Pointing records for named objects:

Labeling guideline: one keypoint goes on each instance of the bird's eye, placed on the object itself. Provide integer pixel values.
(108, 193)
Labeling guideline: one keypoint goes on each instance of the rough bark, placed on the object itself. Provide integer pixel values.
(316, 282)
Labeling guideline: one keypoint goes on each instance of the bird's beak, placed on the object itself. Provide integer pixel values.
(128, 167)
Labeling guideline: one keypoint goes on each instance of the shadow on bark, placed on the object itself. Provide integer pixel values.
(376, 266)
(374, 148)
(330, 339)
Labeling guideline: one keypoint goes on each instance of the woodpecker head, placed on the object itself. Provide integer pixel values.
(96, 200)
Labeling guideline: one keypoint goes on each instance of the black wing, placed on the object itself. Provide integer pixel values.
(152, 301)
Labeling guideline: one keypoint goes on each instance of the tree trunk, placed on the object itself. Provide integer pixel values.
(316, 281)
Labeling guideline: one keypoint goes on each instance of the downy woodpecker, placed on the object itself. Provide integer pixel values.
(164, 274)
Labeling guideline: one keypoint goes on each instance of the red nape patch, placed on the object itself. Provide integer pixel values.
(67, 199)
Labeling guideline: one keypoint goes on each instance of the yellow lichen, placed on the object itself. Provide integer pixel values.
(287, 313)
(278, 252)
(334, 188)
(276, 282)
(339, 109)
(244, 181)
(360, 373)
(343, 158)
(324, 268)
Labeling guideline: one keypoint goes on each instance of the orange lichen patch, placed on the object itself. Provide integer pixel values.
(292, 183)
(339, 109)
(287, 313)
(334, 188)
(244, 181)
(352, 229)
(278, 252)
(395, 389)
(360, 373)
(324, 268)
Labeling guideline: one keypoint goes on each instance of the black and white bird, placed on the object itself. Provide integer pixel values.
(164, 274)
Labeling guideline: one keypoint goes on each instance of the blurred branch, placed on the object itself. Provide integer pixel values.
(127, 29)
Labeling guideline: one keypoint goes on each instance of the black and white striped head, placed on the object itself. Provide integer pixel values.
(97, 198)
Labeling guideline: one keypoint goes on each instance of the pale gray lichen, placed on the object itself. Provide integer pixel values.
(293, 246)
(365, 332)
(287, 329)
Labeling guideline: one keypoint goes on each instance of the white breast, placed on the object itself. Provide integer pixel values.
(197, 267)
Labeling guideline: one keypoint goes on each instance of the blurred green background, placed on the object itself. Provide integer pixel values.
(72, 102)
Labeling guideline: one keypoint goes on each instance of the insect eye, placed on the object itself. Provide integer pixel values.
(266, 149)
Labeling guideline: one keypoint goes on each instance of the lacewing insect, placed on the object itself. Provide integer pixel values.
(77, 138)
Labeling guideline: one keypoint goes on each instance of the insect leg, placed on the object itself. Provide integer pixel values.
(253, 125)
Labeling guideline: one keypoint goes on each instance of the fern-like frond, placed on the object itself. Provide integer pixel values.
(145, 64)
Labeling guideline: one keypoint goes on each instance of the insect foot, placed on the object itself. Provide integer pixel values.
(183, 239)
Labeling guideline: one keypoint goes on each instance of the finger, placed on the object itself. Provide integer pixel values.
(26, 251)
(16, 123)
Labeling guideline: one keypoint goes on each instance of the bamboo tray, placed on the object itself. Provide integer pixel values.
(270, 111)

→ **Directions**: Turn the whole listing above into a Markdown table with a "Row" column holding the row number and a "Line" column holding the line, leaving out any blank lines.

→ **Completed task**:
| Row | Line |
|---|---|
| 1 | Labeling guideline: one keypoint goes on each instance of the bird's eye, placed on the object itself. Provide integer pixel values. |
| 2 | (108, 193) |
| 3 | Labeling guideline: one keypoint goes on each instance of the rough bark, placed on the object itself. Provide integer pixel values. |
| 4 | (316, 282) |
| 5 | Labeling guideline: one keypoint goes on each instance of the bird's beak, placed on the object itself. Provide integer pixel values. |
| 6 | (128, 167) |
| 7 | Labeling guideline: one keypoint goes on each instance of the shadow on bark, placed on the object itself. Provide integer pixel values. |
| 8 | (376, 266) |
| 9 | (374, 148) |
| 10 | (330, 339) |
| 11 | Labeling guideline: one keypoint goes on each instance of the woodpecker head, placed on the object itself. Provide integer pixel values. |
| 12 | (96, 200) |
| 13 | Labeling guideline: one keypoint goes on each instance of the black wing, placed on the object itself. Provide integer pixel values. |
| 14 | (152, 301) |
| 15 | Labeling guideline: one keypoint goes on each instance of the tree trunk, placed on the object itself. Provide integer pixel values. |
| 16 | (316, 281) |
| 17 | Labeling guideline: one keypoint goes on each instance of the downy woodpecker, placed on the object itself. Provide integer pixel values. |
| 18 | (164, 274) |
| 19 | Labeling guideline: one keypoint goes on each instance of the red nape patch, placed on the object itself. Provide integer pixel values. |
| 20 | (67, 199) |
| 21 | Labeling guideline: one keypoint goes on each instance of the yellow lichen, placed on the object itself. Provide integer pixel values. |
| 22 | (287, 313) |
| 23 | (278, 252) |
| 24 | (334, 188) |
| 25 | (276, 282) |
| 26 | (339, 109) |
| 27 | (244, 181) |
| 28 | (360, 373) |
| 29 | (343, 158) |
| 30 | (324, 268) |
| 31 | Labeling guideline: one keypoint goes on each instance of the orange lichen patch, placed on the object itself. Provide integer pixel values. |
| 32 | (292, 183) |
| 33 | (339, 109) |
| 34 | (287, 313) |
| 35 | (334, 188) |
| 36 | (244, 181) |
| 37 | (352, 229) |
| 38 | (278, 252) |
| 39 | (395, 389) |
| 40 | (360, 373) |
| 41 | (324, 268) |
| 42 | Labeling guideline: one keypoint goes on each instance of the black and white bird, placed on the object itself. Provide integer pixel values. |
| 43 | (164, 274) |
| 44 | Labeling guideline: one keypoint goes on each instance of the blurred branch, placed on the object itself. Provide integer pixel values. |
| 45 | (127, 29) |
| 46 | Labeling guideline: one keypoint goes on each instance of the black and white striped head, placed on the object itself. Provide integer pixel values. |
| 47 | (97, 198) |
| 48 | Labeling guideline: one keypoint goes on each instance of the pale gray lichen, placed on the object itself. Provide integer pixel values. |
| 49 | (293, 246) |
| 50 | (365, 332) |
| 51 | (287, 329) |
| 52 | Labeling guideline: one keypoint goes on each instance of the white breast, placed on the object itself. Provide integer pixel values. |
| 53 | (197, 267) |
| 54 | Labeling guideline: one keypoint goes on each instance of the blurred green background, placed on the object itself. Provide integer pixel values. |
| 55 | (72, 102) |
| 56 | Labeling guideline: one keypoint goes on each instance of the insect eye, placed on the object itself. Provide integer pixel values. |
| 57 | (266, 149) |
| 58 | Labeling guideline: one keypoint goes on each instance of the lacewing insect, placed on the object itself. Provide integer pixel values. |
| 59 | (77, 138) |
| 60 | Labeling guideline: one keypoint goes on each instance of the insect leg, placed on the object itself. Provide integer pixel values. |
| 61 | (253, 125) |
| 62 | Labeling guideline: one keypoint goes on each instance of the fern-like frond, placed on the object itself. Provide integer pixel values. |
| 63 | (145, 64) |
| 64 | Labeling guideline: one keypoint goes on each instance of the insect foot, placed on the object itself. Provide integer pixel values. |
| 65 | (183, 239) |
| 66 | Labeling guideline: one keypoint goes on each instance of the finger, placed on the object itself. Provide integer pixel values. |
| 67 | (26, 251) |
| 68 | (16, 123) |
| 69 | Labeling guideline: one keypoint goes on each instance of the bamboo tray, placed on the object itself. Provide integer pixel values. |
| 70 | (270, 111) |